- [Prompt]:
Arrange the records between the line holding "Locate the white flower, then" and the line holding "[[679, 128]]", inclusive, as a two-column CSV with the columns request and answer. Give one row per request, with its text and its answer each in a single quoted field and any line breaks replaced by spaces.

Data pulled from a collection
(begin)

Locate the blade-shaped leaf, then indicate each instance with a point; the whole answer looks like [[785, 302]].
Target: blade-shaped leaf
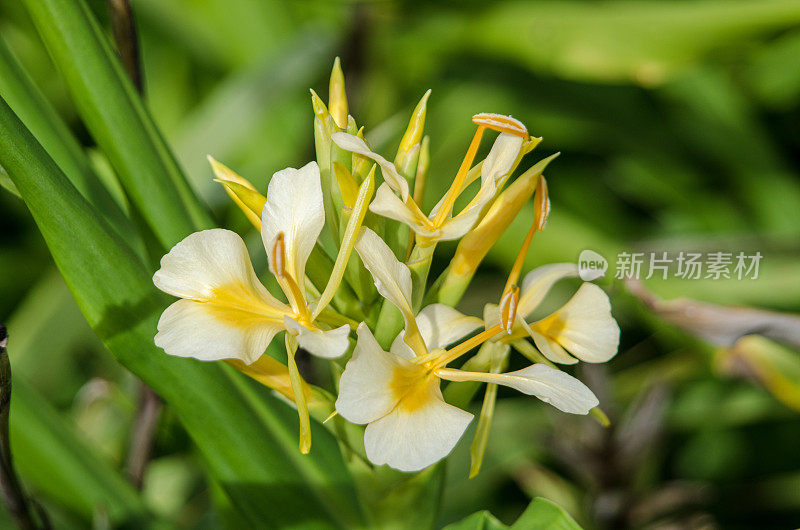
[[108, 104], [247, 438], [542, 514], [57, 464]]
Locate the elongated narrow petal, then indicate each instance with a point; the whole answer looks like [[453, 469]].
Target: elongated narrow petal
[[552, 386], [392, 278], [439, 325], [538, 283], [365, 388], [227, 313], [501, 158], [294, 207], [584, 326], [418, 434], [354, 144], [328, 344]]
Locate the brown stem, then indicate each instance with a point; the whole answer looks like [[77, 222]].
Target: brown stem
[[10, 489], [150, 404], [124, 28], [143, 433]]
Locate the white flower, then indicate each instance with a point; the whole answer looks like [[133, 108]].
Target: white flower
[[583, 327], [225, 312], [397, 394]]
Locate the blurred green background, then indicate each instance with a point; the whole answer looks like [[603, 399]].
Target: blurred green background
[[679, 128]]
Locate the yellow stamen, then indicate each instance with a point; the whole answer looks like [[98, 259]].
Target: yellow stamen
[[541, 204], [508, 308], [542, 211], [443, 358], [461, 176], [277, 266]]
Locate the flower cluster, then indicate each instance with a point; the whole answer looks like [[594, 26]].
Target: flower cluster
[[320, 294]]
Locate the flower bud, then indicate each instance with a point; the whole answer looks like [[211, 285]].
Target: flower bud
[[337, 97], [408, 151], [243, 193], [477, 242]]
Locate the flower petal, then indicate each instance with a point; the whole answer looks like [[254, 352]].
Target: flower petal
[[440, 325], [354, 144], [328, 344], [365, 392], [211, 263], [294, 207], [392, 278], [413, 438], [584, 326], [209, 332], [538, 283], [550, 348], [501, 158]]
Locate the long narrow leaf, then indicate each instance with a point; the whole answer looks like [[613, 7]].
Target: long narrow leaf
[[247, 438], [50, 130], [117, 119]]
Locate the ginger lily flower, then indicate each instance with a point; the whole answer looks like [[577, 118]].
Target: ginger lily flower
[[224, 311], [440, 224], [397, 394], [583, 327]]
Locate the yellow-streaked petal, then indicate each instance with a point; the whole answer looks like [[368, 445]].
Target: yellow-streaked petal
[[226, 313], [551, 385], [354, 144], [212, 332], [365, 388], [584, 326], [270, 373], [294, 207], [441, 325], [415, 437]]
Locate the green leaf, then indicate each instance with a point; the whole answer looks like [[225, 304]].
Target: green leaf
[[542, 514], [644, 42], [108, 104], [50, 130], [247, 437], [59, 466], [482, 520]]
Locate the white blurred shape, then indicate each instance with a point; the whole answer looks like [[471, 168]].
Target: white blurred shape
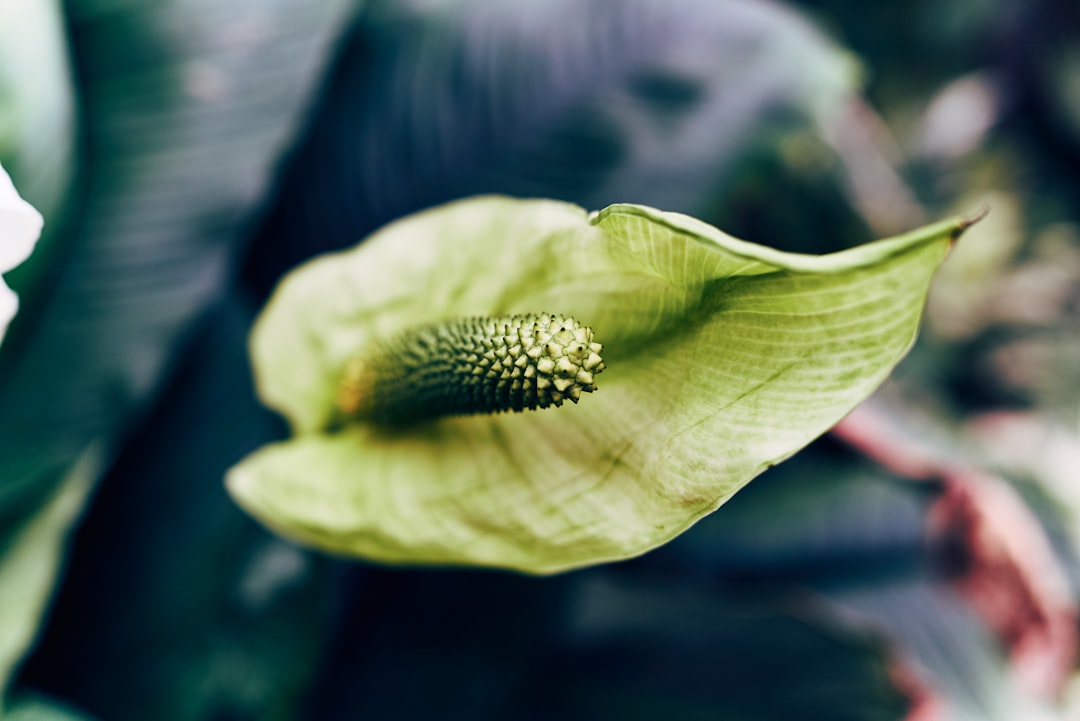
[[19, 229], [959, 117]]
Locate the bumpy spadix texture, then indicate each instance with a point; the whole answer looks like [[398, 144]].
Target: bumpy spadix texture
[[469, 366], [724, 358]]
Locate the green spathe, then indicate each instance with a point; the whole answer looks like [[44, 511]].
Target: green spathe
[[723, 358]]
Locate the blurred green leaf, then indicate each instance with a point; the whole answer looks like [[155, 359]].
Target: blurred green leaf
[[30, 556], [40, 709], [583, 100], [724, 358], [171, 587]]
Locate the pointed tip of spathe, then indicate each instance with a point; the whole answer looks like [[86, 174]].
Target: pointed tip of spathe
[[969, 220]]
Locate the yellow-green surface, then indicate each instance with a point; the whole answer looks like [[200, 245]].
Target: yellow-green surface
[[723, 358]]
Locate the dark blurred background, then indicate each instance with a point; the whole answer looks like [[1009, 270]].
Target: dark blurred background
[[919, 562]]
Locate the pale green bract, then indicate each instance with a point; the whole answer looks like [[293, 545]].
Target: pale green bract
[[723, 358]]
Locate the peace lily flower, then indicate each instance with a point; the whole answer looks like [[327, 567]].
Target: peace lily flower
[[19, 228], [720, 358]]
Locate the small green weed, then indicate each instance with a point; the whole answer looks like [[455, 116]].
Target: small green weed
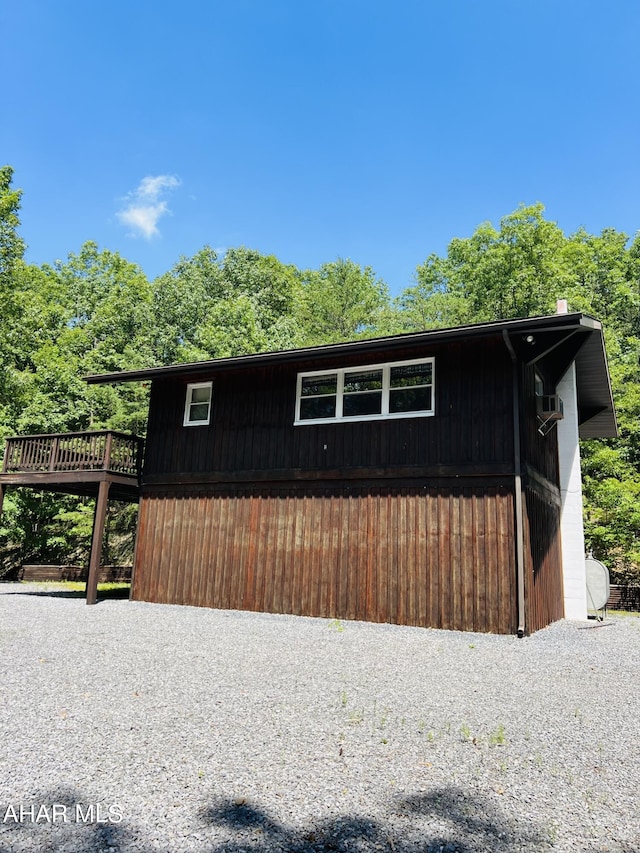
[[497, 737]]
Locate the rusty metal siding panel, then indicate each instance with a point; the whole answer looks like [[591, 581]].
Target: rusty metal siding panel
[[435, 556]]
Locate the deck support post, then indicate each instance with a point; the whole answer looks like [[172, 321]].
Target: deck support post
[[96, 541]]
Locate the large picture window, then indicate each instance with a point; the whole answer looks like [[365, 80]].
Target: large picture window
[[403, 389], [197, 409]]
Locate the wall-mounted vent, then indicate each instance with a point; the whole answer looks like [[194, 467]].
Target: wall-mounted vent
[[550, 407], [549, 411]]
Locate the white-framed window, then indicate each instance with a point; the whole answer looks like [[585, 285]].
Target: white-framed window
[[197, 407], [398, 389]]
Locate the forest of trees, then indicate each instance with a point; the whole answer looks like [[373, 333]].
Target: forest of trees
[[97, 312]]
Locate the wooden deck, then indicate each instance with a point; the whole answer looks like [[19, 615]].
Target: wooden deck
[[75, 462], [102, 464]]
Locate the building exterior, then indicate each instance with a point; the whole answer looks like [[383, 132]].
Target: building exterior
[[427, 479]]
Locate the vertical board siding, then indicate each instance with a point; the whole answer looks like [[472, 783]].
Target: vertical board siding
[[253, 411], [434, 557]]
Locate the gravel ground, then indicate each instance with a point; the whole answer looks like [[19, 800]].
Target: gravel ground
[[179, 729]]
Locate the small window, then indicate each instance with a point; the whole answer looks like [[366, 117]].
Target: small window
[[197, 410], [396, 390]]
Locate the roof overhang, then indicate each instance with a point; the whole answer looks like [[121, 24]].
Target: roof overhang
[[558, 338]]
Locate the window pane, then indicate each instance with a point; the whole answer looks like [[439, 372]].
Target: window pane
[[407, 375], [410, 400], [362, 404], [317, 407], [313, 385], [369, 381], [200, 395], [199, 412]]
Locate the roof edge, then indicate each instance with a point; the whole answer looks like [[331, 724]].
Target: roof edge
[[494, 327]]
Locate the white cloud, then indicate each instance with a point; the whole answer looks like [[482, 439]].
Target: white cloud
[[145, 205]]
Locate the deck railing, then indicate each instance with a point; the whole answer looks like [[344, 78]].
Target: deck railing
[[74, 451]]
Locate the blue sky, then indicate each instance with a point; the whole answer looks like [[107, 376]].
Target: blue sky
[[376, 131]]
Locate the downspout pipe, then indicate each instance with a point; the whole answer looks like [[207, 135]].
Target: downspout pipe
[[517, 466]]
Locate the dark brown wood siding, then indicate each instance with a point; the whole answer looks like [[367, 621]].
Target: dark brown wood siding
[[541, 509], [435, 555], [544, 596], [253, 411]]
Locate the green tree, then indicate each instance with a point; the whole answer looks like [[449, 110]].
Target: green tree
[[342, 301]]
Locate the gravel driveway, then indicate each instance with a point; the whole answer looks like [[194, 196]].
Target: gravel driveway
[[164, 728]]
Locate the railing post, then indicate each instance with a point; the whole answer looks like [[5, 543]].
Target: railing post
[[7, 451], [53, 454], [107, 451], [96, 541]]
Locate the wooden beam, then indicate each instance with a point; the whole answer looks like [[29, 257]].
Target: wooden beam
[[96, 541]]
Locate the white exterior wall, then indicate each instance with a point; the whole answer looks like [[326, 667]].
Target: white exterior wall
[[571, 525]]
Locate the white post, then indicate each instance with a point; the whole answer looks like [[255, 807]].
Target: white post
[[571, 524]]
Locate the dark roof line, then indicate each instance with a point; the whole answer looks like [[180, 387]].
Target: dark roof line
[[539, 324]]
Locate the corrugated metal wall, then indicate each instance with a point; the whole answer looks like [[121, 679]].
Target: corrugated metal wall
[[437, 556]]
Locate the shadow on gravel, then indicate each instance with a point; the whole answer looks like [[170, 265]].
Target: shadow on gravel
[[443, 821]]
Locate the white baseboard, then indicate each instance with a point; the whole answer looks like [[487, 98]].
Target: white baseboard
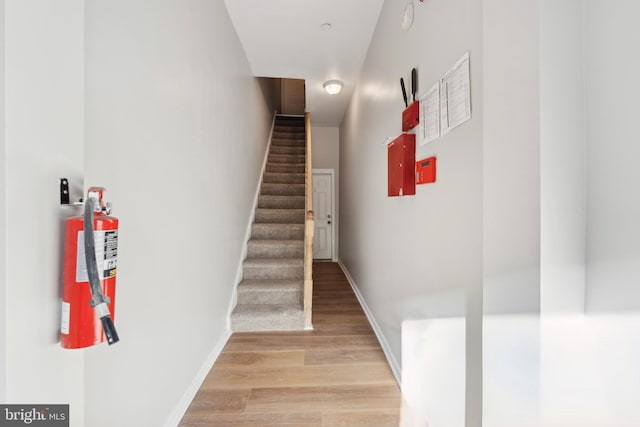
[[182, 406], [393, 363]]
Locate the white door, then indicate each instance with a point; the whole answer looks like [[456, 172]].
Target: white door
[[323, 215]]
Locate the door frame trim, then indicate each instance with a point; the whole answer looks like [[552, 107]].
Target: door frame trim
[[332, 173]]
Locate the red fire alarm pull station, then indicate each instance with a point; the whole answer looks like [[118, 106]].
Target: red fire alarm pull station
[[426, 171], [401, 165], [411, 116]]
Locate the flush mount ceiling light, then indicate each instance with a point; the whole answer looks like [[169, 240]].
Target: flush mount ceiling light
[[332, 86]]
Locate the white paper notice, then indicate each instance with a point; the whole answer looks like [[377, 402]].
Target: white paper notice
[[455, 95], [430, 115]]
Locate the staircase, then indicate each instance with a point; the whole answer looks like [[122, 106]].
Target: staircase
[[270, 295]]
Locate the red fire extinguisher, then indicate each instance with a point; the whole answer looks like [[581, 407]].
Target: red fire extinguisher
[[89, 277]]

(end)

- [Complete response]:
request,answer
"Locate the white flower, then indicate each instance with a point; the whole answer looks like [[133, 108]]. Target: white flower","[[583, 327], [225, 312], [397, 394]]"
"Locate the blurred green background, then indicate each instance with a point; the whole answer looks like [[603, 399]]. Target: blurred green background","[[679, 128]]"